CONSEGNA: Modifica il brano nel tratto compreso tra "Altro che nihil." e "apre a noi.", estremi inclusi, e riscrivilo con "visitatore" al posto di "fruitore".

Altro che nihil. Altro che facebook.
Alessio Masone
dài, Nicola, per una volta che il tipo mostra un po’ di spirito…
Comunque, Alessio è veramente incredibile.
è vero, non vi rende giustizia per niente. presto verro’ a trovarti, giuliana. che belle opere.
La quarta dimensione
L’opera diventa un unicum, con il fruitore, quando vive nel tempo la propria esperienza con essa.
Le opere non si ammirano in modo passivo, ma si “sentono” in maniera personale quando entriamo fisicamente nella dimensione che si apre a noi.
La nostra personale interpretazione completa il senso dell’opera.
La partecipazione attiva dello spettatore è fondamentale per realizzare una lettura dinamica, perché percorre, nel tempo, più tappe di un approccio.
Attraverso la quarta dimensione, il tempo, si costruisce una percezione che coinvolge i nostri sensi.
Questa esperienza diretta è portatrice di sensazioni che sollecitano la mente e seducono l’anima.
I segni, i colori, i suoni, le forme, lo spazio in cui tutto accade e si trasforma, richiedono con prepotenza la nostra attenzione e la nostra interazione.
Le opere, che in questo modo, entrano in contatto con lo spettatore, sono sentite, e non semplicemente osservate, perché non basta passare e guardare, ma è necessario fermarsi e lasciarsi coinvolgere.

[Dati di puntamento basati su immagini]

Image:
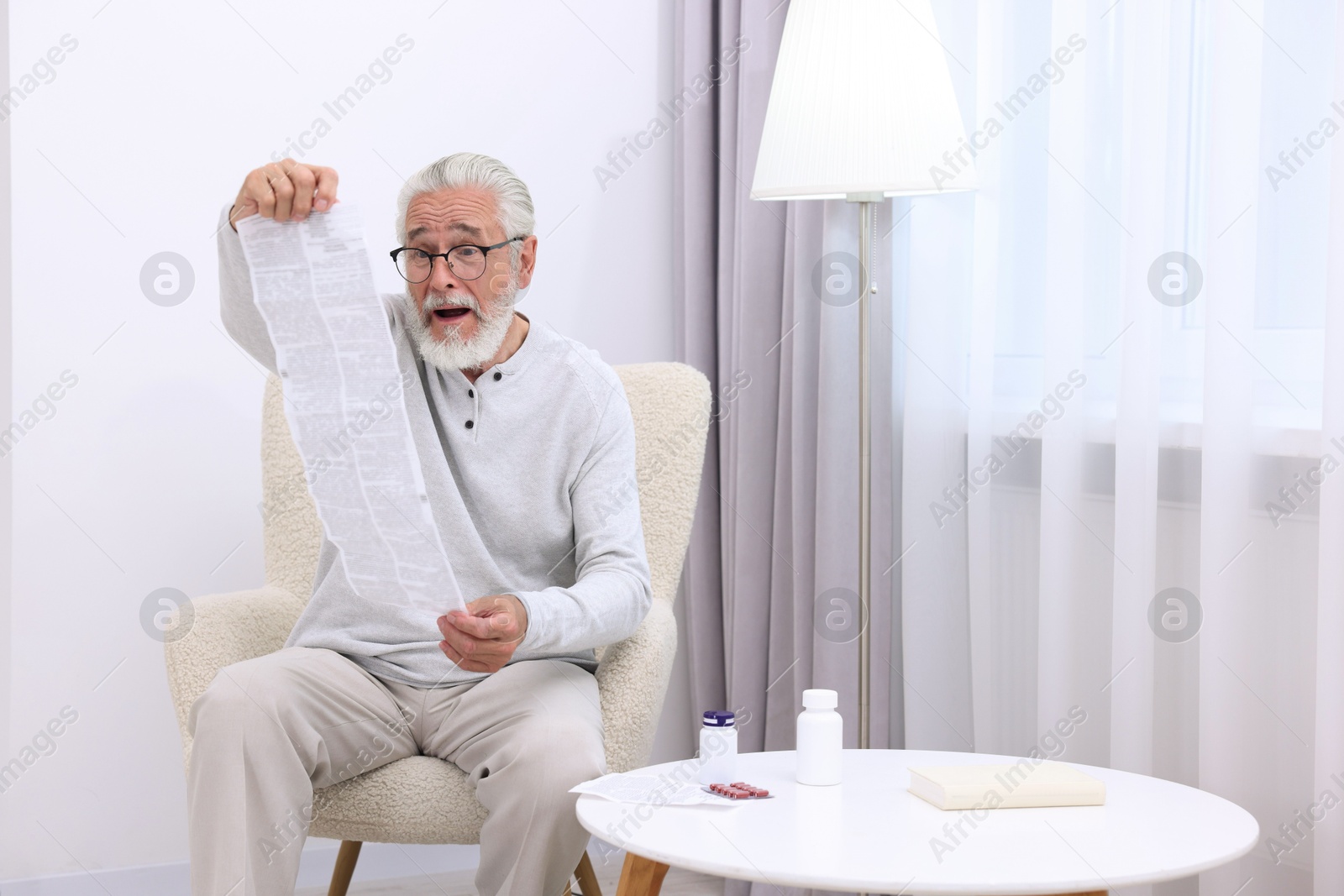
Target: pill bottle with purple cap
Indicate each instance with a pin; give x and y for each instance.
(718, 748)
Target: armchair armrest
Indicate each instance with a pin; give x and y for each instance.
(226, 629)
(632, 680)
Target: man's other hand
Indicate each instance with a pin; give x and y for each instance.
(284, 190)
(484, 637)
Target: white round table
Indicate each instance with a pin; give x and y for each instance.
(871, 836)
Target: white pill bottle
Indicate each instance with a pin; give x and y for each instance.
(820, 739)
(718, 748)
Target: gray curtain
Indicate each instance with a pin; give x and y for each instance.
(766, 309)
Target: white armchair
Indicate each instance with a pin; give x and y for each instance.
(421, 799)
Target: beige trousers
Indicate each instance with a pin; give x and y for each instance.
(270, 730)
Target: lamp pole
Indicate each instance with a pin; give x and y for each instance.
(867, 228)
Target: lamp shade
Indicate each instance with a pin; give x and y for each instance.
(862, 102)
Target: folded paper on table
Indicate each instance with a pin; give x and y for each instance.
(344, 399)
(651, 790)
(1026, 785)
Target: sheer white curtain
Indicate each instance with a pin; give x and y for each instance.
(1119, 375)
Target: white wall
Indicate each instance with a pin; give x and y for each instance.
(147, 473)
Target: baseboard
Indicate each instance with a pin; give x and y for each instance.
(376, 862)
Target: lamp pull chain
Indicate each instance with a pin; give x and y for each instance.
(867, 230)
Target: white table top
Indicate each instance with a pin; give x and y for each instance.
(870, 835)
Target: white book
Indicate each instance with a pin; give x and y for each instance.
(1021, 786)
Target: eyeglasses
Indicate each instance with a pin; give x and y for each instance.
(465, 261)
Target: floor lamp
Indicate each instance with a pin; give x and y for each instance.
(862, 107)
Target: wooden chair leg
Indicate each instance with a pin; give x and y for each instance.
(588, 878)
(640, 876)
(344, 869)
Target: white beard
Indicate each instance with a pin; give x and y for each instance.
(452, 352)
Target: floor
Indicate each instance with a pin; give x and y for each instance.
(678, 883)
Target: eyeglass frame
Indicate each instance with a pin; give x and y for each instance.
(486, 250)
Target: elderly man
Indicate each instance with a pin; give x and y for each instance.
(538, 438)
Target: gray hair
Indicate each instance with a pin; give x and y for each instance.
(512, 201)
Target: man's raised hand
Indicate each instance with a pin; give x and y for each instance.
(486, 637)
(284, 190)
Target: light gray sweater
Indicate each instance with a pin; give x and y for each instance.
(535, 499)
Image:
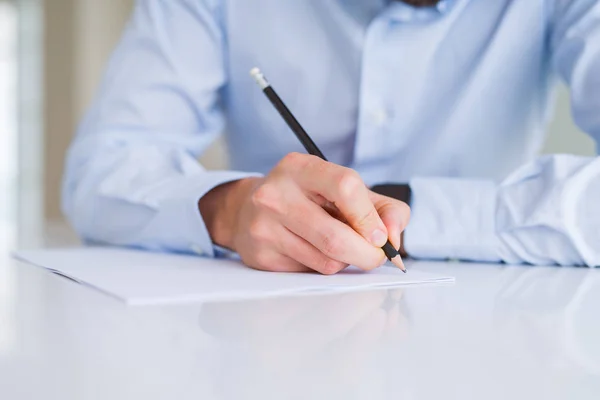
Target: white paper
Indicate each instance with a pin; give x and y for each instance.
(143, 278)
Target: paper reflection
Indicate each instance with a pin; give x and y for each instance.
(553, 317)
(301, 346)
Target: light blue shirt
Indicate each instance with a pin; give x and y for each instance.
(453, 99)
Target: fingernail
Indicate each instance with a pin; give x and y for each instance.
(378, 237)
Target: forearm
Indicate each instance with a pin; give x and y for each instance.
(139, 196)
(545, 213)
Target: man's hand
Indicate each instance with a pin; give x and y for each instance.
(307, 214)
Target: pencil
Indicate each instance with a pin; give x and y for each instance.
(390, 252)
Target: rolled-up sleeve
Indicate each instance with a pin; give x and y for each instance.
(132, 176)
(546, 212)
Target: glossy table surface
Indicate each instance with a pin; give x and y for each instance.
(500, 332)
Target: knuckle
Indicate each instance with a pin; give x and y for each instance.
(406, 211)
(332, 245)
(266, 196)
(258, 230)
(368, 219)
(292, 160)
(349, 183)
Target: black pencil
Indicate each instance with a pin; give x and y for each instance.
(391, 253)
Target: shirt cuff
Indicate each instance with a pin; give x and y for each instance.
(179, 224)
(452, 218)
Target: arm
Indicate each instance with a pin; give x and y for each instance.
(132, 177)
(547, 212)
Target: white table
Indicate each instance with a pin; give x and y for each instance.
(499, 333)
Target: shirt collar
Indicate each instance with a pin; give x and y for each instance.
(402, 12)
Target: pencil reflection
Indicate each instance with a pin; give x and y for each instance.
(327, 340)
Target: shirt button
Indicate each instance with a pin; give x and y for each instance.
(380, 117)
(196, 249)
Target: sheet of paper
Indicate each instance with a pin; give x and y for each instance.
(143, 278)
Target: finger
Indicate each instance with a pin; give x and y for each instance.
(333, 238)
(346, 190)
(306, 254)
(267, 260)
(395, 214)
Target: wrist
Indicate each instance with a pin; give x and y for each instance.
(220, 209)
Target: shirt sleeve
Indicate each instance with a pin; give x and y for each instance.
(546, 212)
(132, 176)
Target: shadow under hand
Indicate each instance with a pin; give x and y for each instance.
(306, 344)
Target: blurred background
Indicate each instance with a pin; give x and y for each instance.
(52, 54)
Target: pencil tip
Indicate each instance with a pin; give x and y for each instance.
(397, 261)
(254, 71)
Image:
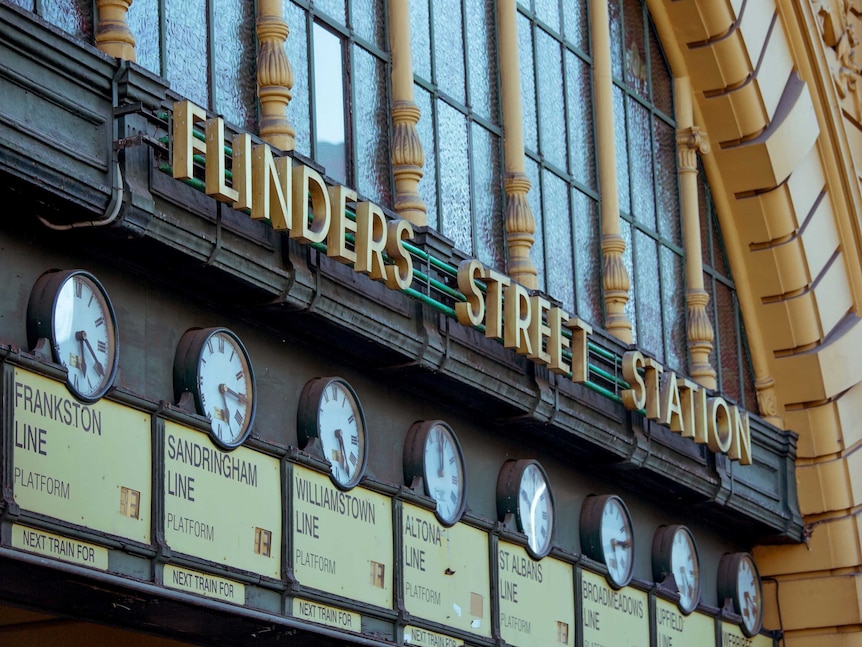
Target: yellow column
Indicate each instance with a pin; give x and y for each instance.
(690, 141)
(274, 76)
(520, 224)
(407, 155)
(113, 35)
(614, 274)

RISULTATO:
Altro che nihil. Altro che facebook.
Alessio Masone
dài, Nicola, per una volta che il tipo mostra un po’ di spirito…
Comunque, Alessio è veramente incredibile.
è vero, non vi rende giustizia per niente. presto verro’ a trovarti, giuliana. che belle opere.
La quarta dimensione
L’opera diventa un unicum, con il visitatore, quando vive nel tempo la propria esperienza con essa.
Le opere non si ammirano in modo passivo, ma si “sentono” in maniera personale quando entriamo fisicamente nella dimensione che si apre a noi.